- _Extracted entries_:
+---+

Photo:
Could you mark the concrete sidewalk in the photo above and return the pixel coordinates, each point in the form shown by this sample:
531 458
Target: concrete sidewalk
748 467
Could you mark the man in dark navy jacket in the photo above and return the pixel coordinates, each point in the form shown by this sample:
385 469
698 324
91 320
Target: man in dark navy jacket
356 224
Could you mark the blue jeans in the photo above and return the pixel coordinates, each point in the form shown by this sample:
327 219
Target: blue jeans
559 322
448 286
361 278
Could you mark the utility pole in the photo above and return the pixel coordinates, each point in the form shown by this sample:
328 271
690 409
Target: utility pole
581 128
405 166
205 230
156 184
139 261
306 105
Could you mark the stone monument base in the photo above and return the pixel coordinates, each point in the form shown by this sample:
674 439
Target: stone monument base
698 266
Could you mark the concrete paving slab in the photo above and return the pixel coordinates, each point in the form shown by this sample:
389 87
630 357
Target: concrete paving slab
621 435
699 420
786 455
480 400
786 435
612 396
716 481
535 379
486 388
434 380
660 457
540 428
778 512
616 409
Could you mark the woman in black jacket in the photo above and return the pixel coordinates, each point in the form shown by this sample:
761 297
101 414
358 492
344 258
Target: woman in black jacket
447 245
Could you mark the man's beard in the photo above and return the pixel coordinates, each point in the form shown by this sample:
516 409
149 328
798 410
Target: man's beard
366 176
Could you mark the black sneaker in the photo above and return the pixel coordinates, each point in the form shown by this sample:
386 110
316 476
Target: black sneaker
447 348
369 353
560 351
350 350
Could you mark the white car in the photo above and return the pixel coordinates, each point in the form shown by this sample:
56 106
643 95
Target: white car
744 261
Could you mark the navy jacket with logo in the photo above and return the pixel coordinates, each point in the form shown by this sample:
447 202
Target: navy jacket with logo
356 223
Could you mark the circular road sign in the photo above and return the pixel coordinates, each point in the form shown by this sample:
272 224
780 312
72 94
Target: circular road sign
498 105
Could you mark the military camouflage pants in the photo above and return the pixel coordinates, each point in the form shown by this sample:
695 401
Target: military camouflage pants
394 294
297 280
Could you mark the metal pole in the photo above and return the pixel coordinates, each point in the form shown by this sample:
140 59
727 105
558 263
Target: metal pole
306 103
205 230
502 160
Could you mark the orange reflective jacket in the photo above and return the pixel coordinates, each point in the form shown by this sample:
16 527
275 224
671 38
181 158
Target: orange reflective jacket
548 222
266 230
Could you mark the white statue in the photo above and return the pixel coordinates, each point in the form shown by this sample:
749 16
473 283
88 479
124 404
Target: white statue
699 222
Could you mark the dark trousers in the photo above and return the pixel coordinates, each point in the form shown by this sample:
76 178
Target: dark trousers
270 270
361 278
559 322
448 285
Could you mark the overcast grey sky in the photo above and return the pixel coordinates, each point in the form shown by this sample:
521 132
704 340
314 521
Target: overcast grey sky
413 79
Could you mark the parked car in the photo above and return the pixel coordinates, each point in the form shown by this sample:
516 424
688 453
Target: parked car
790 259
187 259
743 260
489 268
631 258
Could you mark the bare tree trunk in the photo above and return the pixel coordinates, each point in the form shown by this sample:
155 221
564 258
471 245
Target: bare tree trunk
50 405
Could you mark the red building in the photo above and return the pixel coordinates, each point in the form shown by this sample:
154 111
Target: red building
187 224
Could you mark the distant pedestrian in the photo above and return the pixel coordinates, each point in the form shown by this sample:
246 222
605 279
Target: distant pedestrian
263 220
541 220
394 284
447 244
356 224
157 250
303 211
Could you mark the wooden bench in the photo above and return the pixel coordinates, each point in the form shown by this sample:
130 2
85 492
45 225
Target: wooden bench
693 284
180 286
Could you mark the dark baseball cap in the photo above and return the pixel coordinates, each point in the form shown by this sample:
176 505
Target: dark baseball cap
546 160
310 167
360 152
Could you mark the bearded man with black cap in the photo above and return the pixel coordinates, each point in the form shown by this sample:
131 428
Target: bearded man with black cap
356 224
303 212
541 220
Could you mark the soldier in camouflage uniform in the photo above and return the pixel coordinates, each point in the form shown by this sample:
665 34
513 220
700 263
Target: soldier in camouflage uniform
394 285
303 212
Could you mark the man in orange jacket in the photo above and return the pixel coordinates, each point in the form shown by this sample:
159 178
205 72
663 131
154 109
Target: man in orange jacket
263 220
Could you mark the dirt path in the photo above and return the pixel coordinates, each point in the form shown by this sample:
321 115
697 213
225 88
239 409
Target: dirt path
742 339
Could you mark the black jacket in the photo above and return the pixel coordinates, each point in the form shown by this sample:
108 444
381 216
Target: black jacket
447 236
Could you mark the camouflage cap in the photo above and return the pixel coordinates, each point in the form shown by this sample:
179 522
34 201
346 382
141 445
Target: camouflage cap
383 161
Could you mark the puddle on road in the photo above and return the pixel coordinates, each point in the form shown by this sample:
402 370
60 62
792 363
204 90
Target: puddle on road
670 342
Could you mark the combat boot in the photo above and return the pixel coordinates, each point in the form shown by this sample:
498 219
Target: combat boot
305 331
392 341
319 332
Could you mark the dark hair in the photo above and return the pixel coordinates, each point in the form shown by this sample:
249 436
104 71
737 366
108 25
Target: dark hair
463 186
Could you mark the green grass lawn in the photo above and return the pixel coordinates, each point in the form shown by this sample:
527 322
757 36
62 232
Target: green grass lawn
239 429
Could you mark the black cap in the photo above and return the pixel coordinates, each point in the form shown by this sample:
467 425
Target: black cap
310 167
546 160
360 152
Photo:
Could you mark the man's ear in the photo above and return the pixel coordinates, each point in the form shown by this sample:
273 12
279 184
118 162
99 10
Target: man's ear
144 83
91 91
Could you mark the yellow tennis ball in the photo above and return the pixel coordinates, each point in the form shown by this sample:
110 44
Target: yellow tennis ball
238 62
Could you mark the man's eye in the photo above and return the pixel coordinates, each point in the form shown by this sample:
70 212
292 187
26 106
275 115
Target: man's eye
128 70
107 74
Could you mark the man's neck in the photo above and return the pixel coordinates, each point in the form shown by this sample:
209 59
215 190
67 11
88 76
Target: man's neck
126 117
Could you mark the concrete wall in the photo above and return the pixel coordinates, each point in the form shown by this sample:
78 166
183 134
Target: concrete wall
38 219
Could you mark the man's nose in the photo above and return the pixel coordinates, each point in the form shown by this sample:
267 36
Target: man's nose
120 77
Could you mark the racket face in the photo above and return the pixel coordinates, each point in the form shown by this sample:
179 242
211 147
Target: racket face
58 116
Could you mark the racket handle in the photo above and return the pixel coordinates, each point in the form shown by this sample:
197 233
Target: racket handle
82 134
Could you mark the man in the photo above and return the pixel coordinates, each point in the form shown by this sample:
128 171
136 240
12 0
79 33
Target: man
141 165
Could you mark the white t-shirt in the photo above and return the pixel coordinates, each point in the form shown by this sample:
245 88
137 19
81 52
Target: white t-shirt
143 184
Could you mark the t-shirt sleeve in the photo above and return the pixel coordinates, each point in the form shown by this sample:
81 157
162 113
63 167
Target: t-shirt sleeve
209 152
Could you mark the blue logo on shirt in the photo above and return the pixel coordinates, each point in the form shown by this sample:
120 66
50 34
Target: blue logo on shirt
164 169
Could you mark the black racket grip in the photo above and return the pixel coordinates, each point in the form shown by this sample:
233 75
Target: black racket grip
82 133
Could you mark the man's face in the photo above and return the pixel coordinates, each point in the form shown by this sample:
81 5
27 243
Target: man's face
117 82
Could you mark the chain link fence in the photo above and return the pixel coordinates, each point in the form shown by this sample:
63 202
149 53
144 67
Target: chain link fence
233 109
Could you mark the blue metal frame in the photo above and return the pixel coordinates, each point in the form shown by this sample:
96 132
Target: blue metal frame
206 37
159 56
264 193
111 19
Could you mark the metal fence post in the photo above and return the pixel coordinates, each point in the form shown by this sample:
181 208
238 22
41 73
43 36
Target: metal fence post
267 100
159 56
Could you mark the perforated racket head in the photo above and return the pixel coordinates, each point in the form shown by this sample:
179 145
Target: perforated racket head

+---+

- _Instruction_: Could you write out the material again, starting at the line that contains "Could you mark the metal fence" and running through its final line, swapping "metal fence post" for "steel fence post" and leaving everything else unchanged?

- _Response to this exercise_:
Could you mark the steel fence post in the photo above and return the pixel coordinates, each point in the form shown by this sample:
181 208
238 22
41 73
43 36
Target: steel fence post
267 100
159 56
Could you mark the perforated racket head in the photo above and return the pixel coordinates, each point in the form shown by this sample:
179 145
Target: perforated racket head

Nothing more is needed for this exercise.